> [Passage shown]
# [Modem Problem] No dialing.. Please help..



## //siddhartha// (Dec 14, 2006)

Hi! Everyone..
 Well, I use a SmartLink 56 kbps Fax modem to conect to the internet. Actually, I stay away from home and use it only when I come home.. Nobody uses it in my absence. Few days back I left my PC working fine and no glitches in connecting or nay such stuff with a speed of around 50.5 kps.
However, I just returned yesterday and saw that my modem wasn't dialing at all.
 The modem always dials in Pulse and the dialing is heard both on the speaker and modem speaker. This time there was no such sound. I tried altering the settings, dialing at different times, re-connecting the phone wires, changing the modem port but nothing seems to work.
 WHat should I do now? The Modem came with its own CD and I even re-installed its software and drivers. The software has a facility to check any faults. When I run it, it says the modem is all right but the telephone line has  a problem.

> [Task]
In the forum post about the modem that stopped dialing, what does the modem's fault-checking software report?

> [Records from a data collection]
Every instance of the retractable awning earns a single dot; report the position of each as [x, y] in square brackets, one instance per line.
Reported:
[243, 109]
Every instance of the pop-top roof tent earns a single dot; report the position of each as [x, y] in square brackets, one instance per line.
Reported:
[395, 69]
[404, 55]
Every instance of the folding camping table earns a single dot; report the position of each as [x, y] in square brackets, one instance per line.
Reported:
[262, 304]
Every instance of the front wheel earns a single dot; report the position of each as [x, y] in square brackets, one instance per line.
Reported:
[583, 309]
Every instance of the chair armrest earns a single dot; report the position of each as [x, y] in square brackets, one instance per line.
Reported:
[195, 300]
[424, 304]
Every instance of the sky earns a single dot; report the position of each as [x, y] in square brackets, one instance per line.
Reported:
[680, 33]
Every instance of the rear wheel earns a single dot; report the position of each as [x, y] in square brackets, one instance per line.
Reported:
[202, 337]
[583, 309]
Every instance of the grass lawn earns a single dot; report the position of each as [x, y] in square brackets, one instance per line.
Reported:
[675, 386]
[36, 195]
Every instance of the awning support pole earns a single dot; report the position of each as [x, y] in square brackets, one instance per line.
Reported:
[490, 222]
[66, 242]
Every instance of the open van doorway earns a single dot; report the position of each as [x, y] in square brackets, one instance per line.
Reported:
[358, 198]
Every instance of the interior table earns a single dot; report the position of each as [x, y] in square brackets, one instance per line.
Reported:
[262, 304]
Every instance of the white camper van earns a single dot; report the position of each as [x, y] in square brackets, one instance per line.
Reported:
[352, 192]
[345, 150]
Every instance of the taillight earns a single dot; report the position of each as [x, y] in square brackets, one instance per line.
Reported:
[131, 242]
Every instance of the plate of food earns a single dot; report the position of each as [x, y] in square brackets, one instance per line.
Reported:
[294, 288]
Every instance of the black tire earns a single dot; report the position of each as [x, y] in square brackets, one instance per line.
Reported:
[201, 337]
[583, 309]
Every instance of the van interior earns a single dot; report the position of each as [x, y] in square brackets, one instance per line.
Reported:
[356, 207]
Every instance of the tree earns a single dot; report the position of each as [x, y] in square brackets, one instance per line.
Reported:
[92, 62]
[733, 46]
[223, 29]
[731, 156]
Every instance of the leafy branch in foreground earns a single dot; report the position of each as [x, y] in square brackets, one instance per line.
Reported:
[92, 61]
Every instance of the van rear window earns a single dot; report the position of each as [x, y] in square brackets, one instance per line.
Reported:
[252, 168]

==

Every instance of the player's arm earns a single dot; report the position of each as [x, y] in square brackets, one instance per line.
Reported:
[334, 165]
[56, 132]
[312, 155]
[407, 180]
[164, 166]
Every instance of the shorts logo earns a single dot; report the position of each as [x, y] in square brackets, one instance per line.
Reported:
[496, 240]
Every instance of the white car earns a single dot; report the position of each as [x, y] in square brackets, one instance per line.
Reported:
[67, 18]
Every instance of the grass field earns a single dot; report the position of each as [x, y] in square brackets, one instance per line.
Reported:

> [Expected output]
It reports that the modem is all right but the telephone line has a problem.